*SUPPLIED TEXT*:
* BEGIN *
# Fireplace remodel - replacing brick facing



## ron45 (Feb 25, 2014)

Posting a picture of yours would help.?


----------



## cumak (Apr 17, 2010)

I've attached a photo.

At the top of the facing there is a small gap between the brick and the ceiling. If I jab a screwdriver into that gap I can tell there is solid masonry behind the brick. Therefore, I believe my fireplace construction is similar to the photo in my original post.

Thank you.


----------



## ront02769 (Nov 28, 2008)

When I did something similar I needed to use steel studs instead of wood. Ron


----------



## Tscarborough (Mar 31, 2006)

That looks like thin brick to me.


----------



## cumak (Apr 17, 2010)

ront02769 said:


> When I did something similar I needed to use steel studs instead of wood. Ron


Ron - why did you need to use steel studs? Was heat a concern? I was hoping to use something thin like 1x4 strips. Did you just use masonry screws to secure them? In my case, I believe there are cement blocks behind the brick.



Tscarborough said:


> That looks like thin brick to me.


Nope, those are full size bricks.


----------



## ront02769 (Nov 28, 2008)

cumak said:


> Ron - why did you need to use steel studs? Was heat a concern? I was hoping to use something thin like 1x4 strips. Did you just use masonry screws to secure them? In my case, I believe there are cement blocks behind the brick.
* END *
*DATA SHOWN*:
* BEGIN *
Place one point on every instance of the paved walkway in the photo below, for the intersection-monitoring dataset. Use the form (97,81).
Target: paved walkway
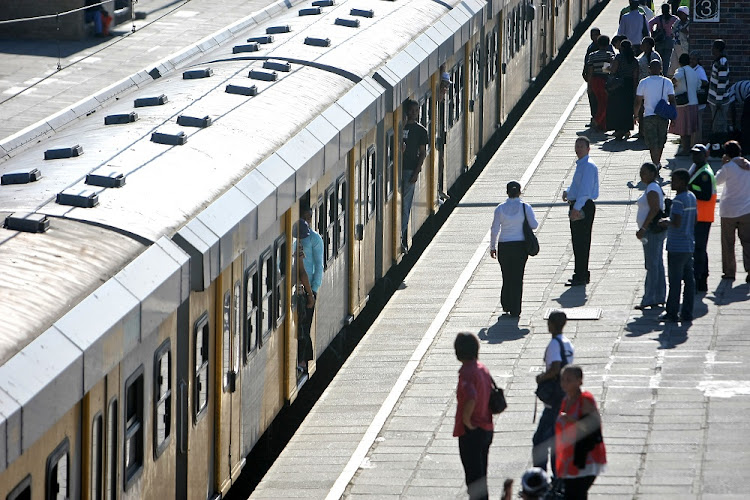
* END *
*INSTRUCTIONS*:
A: Answer these from the fireplace remodel thread, one per line:
(i) What tool does cumak push into the gap at the top of the facing?
(ii) What did ront02769 need to use instead of wood?
(iii) According to cumak, what size are the bricks?
B: In the fireplace remodel thread, rewrite the stretch from "I've attached a" through "my original post.", putting "putty knife" in place of "screwdriver".
C: Translate this sentence from the fireplace remodel thread into Spanish: "If I jab a screwdriver into that gap I can tell there is solid masonry behind the brick."

*RESPONSES IN ORDER*:
A:
(i) A screwdriver
(ii) Steel studs
(iii) Full size

B:
I've attached a photo.

At the top of the facing there is a small gap between the brick and the ceiling. If I jab a putty knife into that gap I can tell there is solid masonry behind the brick. Therefore, I believe my fireplace construction is similar to the photo in my original post.

C: Si meto un destornillador en ese hueco, puedo notar que hay mampostería sólida detrás del ladrillo.